▶ Instructions for the task:
Emit a verbatim copy of the lines running from the line with "Task: one point marks each instance of the paved" through the end of the material below.

(Stored entries)
━━━━━━━━━━

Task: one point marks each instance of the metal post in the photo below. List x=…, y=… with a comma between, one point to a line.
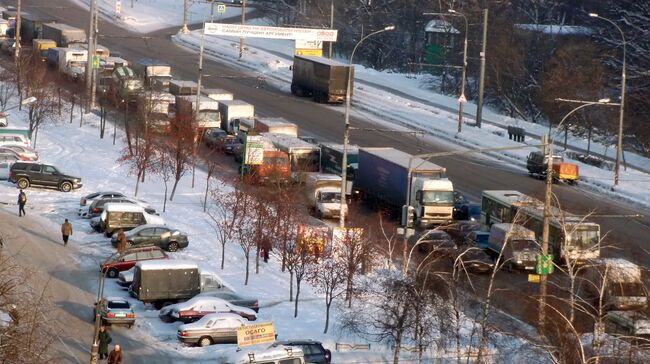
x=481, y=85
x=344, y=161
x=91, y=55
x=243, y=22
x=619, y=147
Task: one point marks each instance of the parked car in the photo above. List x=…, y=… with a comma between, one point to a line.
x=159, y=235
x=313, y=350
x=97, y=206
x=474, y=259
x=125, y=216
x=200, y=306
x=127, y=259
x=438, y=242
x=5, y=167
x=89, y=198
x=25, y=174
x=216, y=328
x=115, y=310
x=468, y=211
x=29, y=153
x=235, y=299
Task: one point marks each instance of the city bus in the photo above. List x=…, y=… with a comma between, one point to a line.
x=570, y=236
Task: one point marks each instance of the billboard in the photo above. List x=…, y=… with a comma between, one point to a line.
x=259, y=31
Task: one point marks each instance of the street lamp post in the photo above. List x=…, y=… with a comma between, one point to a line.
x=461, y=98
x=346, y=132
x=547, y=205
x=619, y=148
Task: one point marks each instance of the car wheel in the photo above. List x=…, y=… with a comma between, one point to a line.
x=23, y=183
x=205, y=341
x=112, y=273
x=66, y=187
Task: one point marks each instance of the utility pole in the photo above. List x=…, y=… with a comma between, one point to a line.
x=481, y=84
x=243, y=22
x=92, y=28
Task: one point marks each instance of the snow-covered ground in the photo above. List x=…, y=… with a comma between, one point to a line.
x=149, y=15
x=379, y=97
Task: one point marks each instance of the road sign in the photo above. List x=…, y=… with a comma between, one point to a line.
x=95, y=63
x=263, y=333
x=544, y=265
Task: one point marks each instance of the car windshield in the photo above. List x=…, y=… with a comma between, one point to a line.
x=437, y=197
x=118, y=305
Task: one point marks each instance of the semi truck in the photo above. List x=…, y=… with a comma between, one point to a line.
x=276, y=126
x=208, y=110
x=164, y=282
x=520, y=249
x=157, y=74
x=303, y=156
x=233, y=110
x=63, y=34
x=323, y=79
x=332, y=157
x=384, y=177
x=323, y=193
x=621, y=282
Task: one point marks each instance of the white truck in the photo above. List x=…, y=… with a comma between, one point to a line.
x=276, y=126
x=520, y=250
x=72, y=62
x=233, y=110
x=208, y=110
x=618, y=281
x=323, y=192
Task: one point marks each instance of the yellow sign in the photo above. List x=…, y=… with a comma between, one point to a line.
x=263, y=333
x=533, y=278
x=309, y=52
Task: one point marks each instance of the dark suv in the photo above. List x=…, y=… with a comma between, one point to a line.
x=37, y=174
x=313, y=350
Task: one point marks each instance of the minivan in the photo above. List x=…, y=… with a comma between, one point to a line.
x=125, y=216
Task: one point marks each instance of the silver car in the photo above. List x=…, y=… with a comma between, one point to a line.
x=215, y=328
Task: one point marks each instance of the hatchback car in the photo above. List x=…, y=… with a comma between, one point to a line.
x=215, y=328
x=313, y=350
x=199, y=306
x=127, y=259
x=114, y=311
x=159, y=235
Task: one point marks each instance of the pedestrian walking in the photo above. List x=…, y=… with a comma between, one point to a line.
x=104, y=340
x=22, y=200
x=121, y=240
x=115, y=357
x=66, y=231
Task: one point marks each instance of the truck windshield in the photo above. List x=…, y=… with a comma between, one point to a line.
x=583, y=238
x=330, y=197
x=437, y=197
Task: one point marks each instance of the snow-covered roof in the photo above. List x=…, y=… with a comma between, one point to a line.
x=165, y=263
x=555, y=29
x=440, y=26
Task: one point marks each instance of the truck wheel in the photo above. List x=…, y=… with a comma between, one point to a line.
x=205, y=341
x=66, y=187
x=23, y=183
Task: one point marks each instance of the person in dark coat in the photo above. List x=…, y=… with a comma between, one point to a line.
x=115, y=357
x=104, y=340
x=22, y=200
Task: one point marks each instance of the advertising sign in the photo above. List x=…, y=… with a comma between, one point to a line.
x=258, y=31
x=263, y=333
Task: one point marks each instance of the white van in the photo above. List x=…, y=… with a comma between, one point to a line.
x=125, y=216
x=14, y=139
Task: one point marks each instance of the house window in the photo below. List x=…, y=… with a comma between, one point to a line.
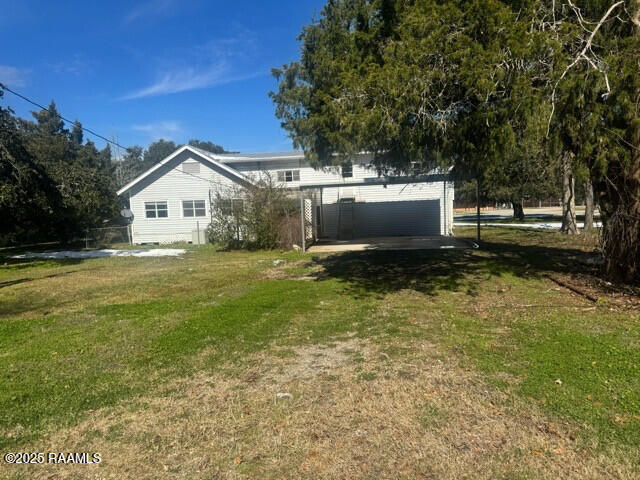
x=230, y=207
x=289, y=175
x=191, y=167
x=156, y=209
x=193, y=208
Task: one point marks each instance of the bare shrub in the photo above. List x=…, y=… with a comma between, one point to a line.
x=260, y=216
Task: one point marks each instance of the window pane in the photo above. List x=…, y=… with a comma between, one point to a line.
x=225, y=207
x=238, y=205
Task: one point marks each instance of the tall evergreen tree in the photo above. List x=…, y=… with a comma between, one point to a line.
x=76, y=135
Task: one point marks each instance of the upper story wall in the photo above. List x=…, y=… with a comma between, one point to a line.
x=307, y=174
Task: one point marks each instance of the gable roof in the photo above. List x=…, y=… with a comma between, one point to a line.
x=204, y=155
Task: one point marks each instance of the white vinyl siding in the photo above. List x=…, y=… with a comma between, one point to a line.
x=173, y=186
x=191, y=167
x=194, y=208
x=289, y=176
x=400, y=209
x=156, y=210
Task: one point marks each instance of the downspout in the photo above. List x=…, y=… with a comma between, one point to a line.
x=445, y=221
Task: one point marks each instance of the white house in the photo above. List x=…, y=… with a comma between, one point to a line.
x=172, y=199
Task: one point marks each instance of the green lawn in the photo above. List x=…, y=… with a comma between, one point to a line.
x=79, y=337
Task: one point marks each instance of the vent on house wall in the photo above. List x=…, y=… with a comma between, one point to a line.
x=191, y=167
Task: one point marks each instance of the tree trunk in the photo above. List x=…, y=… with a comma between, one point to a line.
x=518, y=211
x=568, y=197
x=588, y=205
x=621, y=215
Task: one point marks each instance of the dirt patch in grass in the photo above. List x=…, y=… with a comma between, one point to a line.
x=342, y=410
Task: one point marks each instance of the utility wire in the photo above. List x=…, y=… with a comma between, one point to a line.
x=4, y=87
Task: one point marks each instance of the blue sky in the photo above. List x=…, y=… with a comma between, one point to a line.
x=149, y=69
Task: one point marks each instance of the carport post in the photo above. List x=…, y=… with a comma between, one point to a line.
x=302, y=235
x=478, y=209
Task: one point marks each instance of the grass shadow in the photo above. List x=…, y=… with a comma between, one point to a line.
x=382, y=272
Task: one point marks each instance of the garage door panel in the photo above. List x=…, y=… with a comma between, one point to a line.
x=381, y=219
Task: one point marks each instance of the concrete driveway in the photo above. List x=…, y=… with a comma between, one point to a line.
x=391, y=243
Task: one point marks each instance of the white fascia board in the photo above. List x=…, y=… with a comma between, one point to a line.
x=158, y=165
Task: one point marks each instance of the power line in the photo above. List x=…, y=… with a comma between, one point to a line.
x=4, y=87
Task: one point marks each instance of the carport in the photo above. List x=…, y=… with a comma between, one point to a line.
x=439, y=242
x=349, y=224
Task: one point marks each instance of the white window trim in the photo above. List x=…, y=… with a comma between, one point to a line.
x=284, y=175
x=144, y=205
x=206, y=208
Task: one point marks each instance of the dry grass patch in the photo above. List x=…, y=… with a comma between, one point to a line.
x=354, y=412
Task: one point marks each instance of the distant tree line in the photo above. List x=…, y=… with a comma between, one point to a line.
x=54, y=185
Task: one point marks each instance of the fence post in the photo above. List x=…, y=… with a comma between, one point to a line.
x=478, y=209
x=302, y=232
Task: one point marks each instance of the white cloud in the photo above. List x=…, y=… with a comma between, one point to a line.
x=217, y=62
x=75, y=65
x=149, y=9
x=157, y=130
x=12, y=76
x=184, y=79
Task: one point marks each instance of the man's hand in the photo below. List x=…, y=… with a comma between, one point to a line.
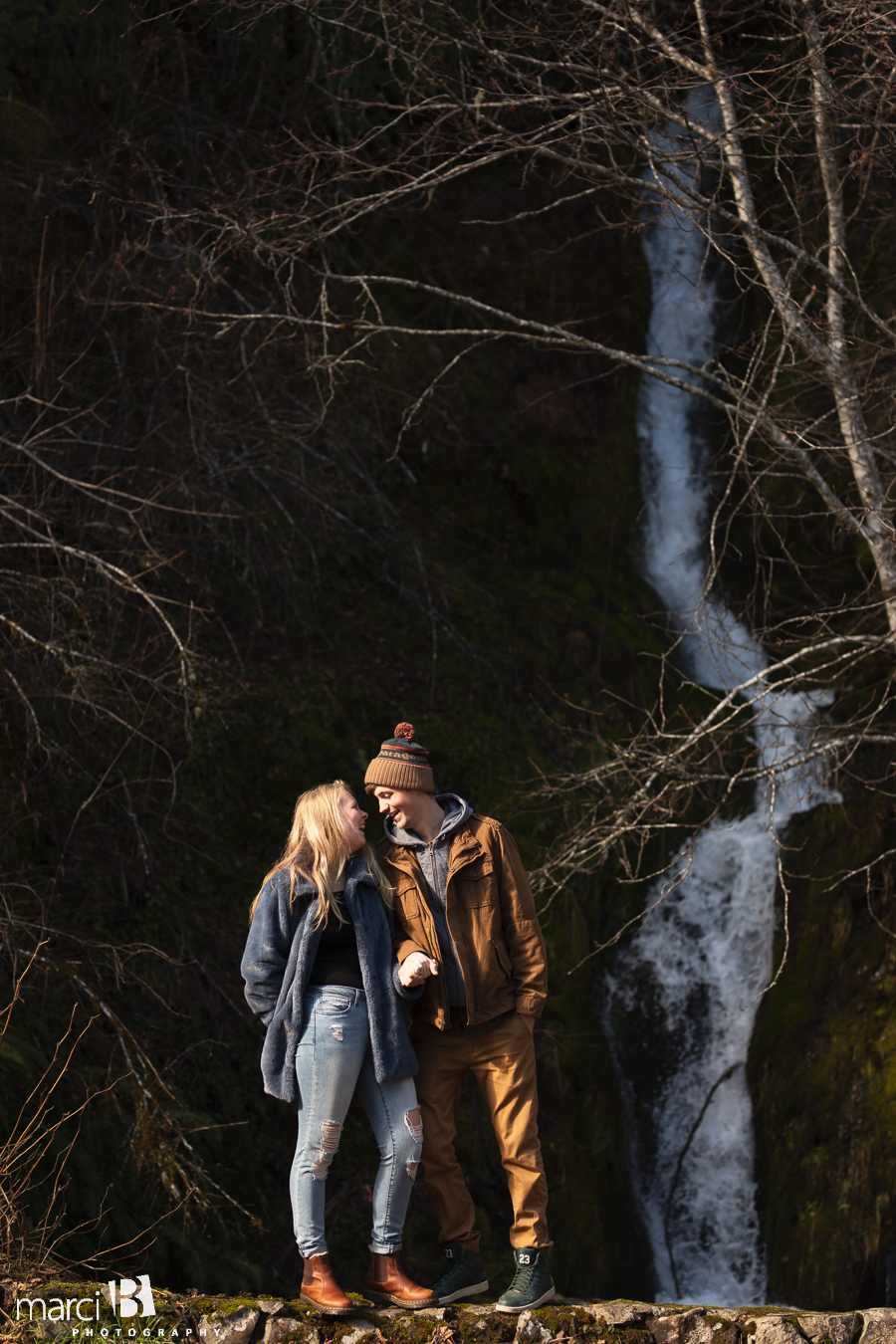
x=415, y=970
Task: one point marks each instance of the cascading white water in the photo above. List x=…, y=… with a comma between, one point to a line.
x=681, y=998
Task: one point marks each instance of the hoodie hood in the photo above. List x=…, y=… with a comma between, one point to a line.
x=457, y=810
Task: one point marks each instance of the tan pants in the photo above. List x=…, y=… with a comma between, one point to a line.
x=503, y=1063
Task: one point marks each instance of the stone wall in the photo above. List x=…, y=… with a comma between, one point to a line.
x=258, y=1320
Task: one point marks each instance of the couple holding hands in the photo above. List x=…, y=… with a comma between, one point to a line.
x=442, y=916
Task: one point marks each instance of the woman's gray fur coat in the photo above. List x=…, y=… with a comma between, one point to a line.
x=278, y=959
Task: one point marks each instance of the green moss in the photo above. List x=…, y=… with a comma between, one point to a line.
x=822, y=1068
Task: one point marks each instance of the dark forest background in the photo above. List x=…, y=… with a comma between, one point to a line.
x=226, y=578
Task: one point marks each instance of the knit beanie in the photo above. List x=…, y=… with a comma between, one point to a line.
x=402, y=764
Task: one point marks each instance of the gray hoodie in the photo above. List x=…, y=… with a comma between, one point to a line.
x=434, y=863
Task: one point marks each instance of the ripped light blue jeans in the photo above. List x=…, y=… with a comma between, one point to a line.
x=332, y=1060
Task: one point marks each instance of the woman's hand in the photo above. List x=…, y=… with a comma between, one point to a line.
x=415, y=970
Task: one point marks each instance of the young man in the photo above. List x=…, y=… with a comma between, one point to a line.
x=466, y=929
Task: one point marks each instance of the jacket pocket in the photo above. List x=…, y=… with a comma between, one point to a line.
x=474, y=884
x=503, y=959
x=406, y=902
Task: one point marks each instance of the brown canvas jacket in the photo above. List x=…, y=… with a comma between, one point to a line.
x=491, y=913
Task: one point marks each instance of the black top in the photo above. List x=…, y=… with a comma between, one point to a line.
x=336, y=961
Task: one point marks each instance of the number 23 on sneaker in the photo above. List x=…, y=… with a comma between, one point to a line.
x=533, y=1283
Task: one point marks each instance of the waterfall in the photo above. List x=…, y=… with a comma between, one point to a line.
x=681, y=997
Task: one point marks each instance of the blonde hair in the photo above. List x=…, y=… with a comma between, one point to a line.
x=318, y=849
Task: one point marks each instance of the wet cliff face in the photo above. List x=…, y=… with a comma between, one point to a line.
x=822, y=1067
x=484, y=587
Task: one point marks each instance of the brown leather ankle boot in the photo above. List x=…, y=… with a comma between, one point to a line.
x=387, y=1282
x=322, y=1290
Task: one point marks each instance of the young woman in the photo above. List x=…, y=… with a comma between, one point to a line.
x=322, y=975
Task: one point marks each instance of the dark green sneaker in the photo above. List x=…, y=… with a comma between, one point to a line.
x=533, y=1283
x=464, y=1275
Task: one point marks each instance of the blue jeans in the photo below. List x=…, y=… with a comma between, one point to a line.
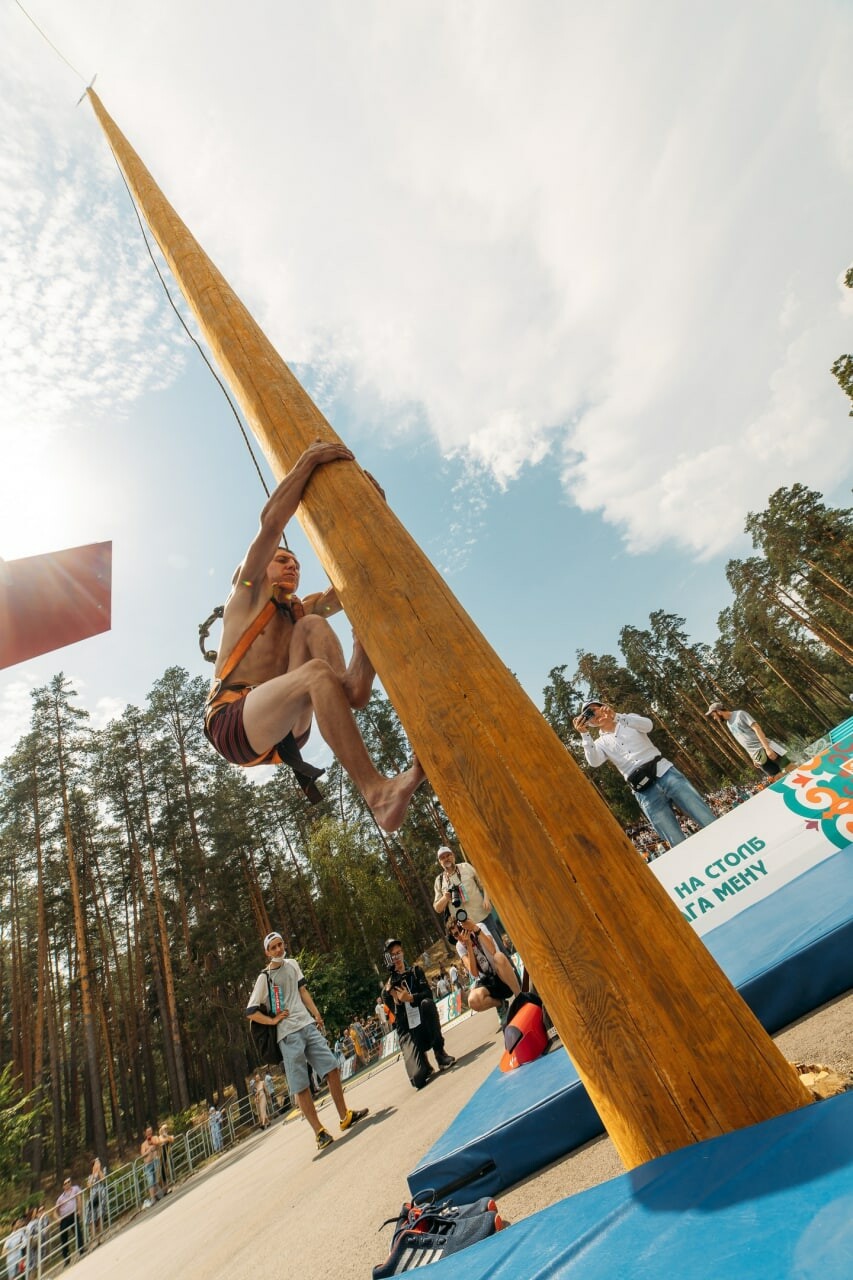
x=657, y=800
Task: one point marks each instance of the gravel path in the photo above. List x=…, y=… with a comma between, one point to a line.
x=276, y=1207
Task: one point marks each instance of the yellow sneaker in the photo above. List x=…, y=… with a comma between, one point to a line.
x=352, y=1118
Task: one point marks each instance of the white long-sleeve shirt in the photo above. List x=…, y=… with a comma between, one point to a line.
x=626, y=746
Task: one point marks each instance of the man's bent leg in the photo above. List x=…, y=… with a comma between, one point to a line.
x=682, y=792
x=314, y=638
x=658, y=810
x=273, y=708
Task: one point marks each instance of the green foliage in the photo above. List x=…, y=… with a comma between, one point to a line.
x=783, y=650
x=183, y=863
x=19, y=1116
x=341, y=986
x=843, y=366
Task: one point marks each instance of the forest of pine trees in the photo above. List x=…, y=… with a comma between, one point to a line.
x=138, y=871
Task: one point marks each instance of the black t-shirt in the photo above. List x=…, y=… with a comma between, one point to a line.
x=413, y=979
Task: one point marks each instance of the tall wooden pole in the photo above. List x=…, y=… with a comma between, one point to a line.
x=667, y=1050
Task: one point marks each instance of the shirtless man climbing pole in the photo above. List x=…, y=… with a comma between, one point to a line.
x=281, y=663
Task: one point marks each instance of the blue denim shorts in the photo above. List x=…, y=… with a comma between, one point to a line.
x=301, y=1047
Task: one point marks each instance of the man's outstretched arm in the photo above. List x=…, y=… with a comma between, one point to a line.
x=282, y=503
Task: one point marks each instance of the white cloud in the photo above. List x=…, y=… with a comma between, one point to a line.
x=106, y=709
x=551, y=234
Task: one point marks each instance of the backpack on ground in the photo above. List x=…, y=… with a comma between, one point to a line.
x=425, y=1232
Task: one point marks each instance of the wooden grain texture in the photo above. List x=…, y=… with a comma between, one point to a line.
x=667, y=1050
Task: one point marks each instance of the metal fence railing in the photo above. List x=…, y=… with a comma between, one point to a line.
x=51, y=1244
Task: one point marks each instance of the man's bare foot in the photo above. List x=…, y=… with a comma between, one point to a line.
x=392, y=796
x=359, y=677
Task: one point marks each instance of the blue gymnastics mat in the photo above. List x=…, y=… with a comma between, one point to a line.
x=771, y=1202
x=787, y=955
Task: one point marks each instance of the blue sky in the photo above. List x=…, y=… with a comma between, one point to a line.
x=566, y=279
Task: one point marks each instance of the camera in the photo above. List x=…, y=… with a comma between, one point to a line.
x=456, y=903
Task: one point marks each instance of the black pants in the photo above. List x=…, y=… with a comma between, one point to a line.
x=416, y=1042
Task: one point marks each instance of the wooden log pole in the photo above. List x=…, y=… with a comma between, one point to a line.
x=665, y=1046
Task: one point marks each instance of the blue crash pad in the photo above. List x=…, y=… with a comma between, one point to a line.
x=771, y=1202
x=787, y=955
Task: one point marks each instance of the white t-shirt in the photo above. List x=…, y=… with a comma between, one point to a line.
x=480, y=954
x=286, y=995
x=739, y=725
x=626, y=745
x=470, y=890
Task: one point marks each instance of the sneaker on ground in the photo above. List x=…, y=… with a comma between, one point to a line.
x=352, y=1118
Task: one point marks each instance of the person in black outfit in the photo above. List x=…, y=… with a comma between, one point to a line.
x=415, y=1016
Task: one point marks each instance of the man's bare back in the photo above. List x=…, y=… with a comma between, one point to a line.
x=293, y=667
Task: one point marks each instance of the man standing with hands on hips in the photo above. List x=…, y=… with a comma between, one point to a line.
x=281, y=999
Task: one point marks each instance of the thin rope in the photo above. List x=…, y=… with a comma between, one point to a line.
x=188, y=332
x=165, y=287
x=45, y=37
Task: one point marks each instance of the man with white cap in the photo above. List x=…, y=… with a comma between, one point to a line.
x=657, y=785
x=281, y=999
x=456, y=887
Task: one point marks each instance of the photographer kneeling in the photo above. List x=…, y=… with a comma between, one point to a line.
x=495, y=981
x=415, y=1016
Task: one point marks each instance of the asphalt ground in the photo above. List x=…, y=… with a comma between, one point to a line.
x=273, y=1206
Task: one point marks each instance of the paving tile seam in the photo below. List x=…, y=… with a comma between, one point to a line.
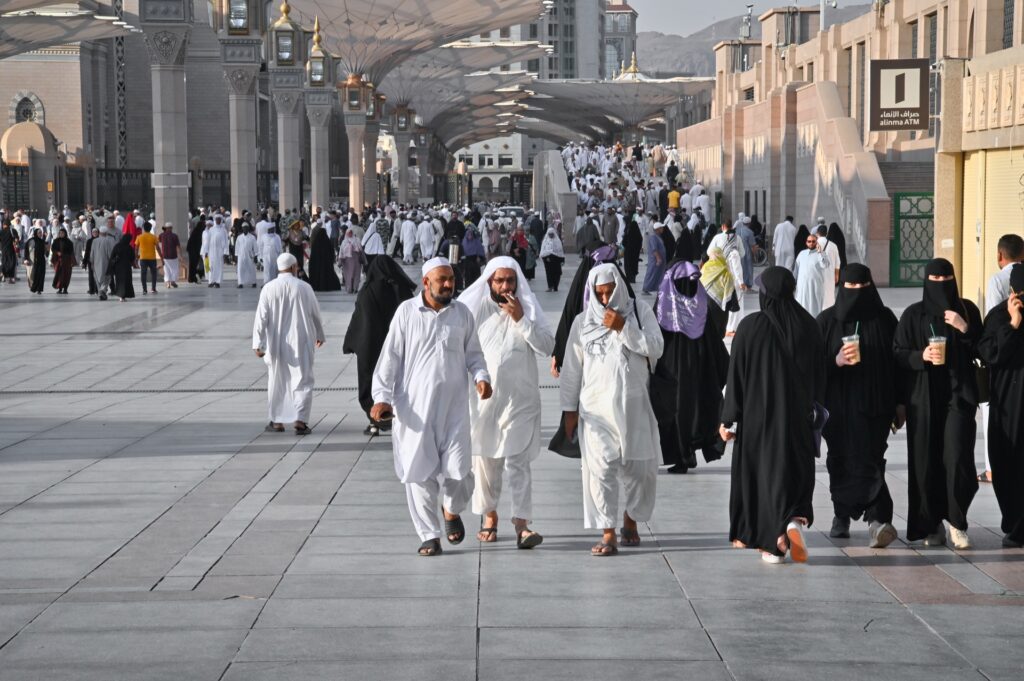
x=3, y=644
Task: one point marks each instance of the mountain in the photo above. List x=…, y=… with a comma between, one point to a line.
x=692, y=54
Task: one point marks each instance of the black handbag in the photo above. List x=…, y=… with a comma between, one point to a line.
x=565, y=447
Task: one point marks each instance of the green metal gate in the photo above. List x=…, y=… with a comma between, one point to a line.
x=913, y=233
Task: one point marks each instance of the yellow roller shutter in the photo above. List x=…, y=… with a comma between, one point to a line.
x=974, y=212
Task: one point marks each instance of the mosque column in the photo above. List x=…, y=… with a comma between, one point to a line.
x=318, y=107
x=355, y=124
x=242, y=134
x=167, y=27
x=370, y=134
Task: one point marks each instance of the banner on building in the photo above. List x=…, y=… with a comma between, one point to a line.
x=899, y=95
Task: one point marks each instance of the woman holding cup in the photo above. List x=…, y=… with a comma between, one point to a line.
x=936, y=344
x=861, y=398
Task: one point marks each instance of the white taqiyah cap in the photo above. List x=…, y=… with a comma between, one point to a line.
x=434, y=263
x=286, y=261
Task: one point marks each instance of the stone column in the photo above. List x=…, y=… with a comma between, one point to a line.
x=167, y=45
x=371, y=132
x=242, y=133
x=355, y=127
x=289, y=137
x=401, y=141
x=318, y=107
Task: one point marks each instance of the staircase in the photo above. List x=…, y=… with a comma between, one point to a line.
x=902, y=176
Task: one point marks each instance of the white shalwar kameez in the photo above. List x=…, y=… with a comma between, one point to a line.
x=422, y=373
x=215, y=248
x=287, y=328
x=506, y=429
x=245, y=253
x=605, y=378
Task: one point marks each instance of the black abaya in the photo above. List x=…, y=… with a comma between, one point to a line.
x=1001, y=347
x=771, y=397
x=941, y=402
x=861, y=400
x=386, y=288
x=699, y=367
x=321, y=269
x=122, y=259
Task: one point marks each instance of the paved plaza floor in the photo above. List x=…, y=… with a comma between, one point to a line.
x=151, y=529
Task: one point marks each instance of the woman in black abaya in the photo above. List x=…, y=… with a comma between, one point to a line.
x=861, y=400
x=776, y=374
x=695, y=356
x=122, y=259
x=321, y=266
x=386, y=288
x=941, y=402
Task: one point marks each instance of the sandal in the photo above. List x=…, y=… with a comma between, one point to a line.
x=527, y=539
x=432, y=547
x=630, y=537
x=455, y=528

━━━━━━━━━━

▶ Complete output:
Task: one point marks each instance of the paved plaza floor in the photo above. List x=…, y=… with a comma between, one point to a line.
x=151, y=529
Task: one point marks each instance of the woman in black abaya in the photo above. List x=…, y=… with a comma between, one point to a line.
x=861, y=400
x=776, y=374
x=695, y=356
x=122, y=259
x=321, y=266
x=386, y=288
x=941, y=402
Task: one point marks each instance of the sandal in the photo above. List x=…, y=… with a comma between, one point to a line.
x=527, y=539
x=432, y=547
x=630, y=537
x=455, y=528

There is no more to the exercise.